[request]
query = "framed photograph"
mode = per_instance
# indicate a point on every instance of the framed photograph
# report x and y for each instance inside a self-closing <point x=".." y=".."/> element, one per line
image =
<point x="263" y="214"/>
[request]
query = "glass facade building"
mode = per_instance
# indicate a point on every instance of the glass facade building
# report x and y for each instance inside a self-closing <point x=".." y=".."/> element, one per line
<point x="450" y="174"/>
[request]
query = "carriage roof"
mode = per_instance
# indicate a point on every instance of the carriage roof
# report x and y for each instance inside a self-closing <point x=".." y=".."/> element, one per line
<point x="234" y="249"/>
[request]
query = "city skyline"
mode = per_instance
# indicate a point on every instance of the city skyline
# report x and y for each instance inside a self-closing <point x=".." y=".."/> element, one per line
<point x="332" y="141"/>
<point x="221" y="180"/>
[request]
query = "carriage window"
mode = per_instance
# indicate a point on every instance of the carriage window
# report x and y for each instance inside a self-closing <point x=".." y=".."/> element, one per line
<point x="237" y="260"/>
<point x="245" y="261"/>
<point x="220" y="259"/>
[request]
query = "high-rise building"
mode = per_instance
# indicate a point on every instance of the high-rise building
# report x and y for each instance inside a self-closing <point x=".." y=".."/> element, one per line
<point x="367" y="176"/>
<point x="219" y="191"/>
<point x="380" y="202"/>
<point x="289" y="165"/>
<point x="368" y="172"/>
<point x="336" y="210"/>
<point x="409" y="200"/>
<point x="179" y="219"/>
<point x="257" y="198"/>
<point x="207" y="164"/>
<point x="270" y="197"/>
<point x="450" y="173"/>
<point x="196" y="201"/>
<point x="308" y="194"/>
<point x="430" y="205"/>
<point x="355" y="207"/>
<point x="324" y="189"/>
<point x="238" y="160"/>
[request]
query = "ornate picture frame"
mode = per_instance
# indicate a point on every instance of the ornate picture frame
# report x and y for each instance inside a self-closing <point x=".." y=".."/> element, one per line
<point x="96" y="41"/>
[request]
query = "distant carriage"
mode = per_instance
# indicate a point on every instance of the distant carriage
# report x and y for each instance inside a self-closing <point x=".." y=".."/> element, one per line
====
• _WHAT THE TASK REQUIRES_: Repeat all entries. Match them exactly.

• _SOLVED PROBLEM_:
[request]
query = "framed photograph"
mode = per_instance
# indicate a point on every instance of the framed photograph
# report x and y for each instance inside a self-closing <point x=".." y=".."/> element, one per line
image =
<point x="263" y="214"/>
[request]
query = "glass facade building"
mode = per_instance
# indicate a point on every instance of the glass facade building
# report x and y for each instance inside a self-closing <point x=".." y=".."/> element, one per line
<point x="450" y="174"/>
[request]
query = "carriage roof"
mode = per_instance
# indicate a point on every instance of the carriage roof
# report x and y for each instance inside a self-closing <point x=".." y=".."/> element, one per line
<point x="234" y="249"/>
[request]
query = "city skyline"
mode = per_instance
# indicate a point on every instance of the city skyline
# report x and y for each instance inside a self-closing <point x=".." y=".."/> element, one per line
<point x="332" y="141"/>
<point x="221" y="180"/>
[request]
query = "carriage window"
mode = per_instance
# indicate a point on every instance of the carriage window
# report x and y for each instance inside a self-closing <point x=".." y=".."/> element, one per line
<point x="237" y="260"/>
<point x="245" y="261"/>
<point x="220" y="259"/>
[request]
query = "high-rise building"
mode = per_instance
# indicate a point on every instance of the high-rise building
# report x and y for each instance inside a self-closing <point x=".." y=".."/> element, one per line
<point x="367" y="176"/>
<point x="219" y="191"/>
<point x="380" y="202"/>
<point x="289" y="165"/>
<point x="368" y="172"/>
<point x="336" y="210"/>
<point x="409" y="200"/>
<point x="179" y="219"/>
<point x="257" y="198"/>
<point x="207" y="164"/>
<point x="270" y="197"/>
<point x="450" y="173"/>
<point x="196" y="201"/>
<point x="308" y="194"/>
<point x="430" y="205"/>
<point x="355" y="207"/>
<point x="324" y="189"/>
<point x="238" y="160"/>
[request]
query = "ornate picture frame"
mode = per_instance
# indicate a point on every instance of the ornate picture frame
# report x and y for each instance inside a self-closing <point x=".." y=".."/> element, one per line
<point x="96" y="41"/>
[request]
query = "distant carriage"
mode = per_instance
# indicate a point on every instance of the distant carriage
# report x and y for each instance inside a self-closing <point x=".." y=".."/> element, one per line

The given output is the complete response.